— Start GIVEN ENTRIES —

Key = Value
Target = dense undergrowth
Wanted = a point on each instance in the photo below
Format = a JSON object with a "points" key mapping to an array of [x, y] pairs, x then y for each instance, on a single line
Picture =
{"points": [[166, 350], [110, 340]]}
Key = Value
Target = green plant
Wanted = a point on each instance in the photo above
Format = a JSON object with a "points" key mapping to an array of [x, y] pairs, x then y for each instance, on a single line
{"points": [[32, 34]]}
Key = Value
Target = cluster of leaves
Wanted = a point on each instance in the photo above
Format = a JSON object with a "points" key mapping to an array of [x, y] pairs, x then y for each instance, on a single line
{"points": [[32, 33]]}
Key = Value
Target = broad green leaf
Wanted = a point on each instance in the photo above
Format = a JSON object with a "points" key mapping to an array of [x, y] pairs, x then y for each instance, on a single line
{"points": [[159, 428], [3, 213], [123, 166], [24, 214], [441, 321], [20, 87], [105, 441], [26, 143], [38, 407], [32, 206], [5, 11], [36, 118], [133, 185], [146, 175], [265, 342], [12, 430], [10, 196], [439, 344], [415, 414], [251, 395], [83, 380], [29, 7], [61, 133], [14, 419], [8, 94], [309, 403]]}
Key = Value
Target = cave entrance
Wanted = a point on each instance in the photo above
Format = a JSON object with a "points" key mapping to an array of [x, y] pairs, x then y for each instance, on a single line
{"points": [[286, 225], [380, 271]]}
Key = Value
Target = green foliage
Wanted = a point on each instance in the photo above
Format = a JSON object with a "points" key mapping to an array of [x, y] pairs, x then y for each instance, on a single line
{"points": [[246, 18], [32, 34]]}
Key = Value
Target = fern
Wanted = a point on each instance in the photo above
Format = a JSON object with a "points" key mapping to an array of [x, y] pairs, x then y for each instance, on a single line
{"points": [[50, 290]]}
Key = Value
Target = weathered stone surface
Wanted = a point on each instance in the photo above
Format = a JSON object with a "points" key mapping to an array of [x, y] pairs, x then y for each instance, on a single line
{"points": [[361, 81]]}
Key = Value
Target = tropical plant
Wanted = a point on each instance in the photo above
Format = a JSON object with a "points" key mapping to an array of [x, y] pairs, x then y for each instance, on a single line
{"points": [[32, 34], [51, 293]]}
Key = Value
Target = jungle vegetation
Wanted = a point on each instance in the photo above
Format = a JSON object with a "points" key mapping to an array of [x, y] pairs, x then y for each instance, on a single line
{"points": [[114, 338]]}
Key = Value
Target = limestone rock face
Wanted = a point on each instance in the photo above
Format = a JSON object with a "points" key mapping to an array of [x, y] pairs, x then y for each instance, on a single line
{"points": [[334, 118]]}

— End GIVEN ENTRIES —

REQUIREMENT ->
Restate each of the entries above verbatim.

SOLUTION TO THE PROBLEM ->
Key = Value
Target = dense undergrowth
Wanted = a point on each instance in the photo below
Format = a JSON object with a "points" key mapping to an array of [x, y] pairs, x then y for each instance, on a single line
Picture =
{"points": [[166, 350], [110, 340]]}
Key = Value
Target = green plant
Wanted = a point on each instance in the photo above
Format = a JSON object with a "points" key mapping to an array of [x, y] pairs, x then y for each instance, on a single line
{"points": [[32, 34]]}
Key = Value
Target = cluster of leaves
Wanted = a point on each instance in the photo above
Format = a JSON object with a "points" key mapping to an array of [x, y] pairs, x then y for each instance, on a single line
{"points": [[32, 33]]}
Key = Value
Target = broad green leaf
Wanted = a point on each instance in the photo above
Format = a JSON object with a "points" key mapping to an array of [x, y] pairs, x then y for each instance, on a single line
{"points": [[159, 428], [3, 213], [123, 166], [24, 214], [441, 321], [20, 87], [105, 441], [26, 143], [38, 407], [32, 206], [5, 11], [36, 118], [133, 185], [146, 175], [265, 342], [12, 430], [10, 196], [439, 344], [415, 414], [251, 395], [83, 380], [29, 7], [61, 133], [14, 419], [8, 94], [309, 403]]}
Key = Value
Target = cave entrance
Wanted = a point on each instance in the photo above
Format = a JSON object with a "points" key mapping to an array of [x, y] pairs, x then y for each instance, on a single line
{"points": [[286, 225], [380, 271]]}
Key = Value
Target = green foliage
Wanted = a point on each instance in the photo above
Format = a JSON object with a "points" key mapping to an array of [x, y] pairs, x then y for each instance, on a single line
{"points": [[246, 18], [32, 34]]}
Key = Value
Target = fern
Wanted = a point on each instance in the photo above
Format = a JSON object with a "points" key mapping to an array of [x, y] pairs, x then y for each instance, on a single line
{"points": [[50, 290]]}
Key = Value
Target = weathered stone surface
Wanted = a point on each instance in the photo above
Format = a JSON object with a "points" key mapping to an array of [x, y] pairs, x then y for each instance, on a single line
{"points": [[361, 81]]}
Key = Value
Target = tropical plant
Wanted = a point on each instance in the photo above
Format = a JSON object with a "points" key mapping to an array of [x, y] pairs, x then y for each instance, on a single line
{"points": [[32, 34], [51, 293]]}
Key = Value
Target = jungle vegetation
Wanted = a point on each instance in the photo above
Format = a JSON object with a "points" key mapping to an array of [x, y] pairs, x then y for each instance, on a single line
{"points": [[114, 338]]}
Key = Value
Target = limestone rock face
Wanted = a point on each instance in the photo above
Format = a JSON object with a "points" key mapping to an array of [x, y] pairs, x then y for each instance, on a single line
{"points": [[334, 118]]}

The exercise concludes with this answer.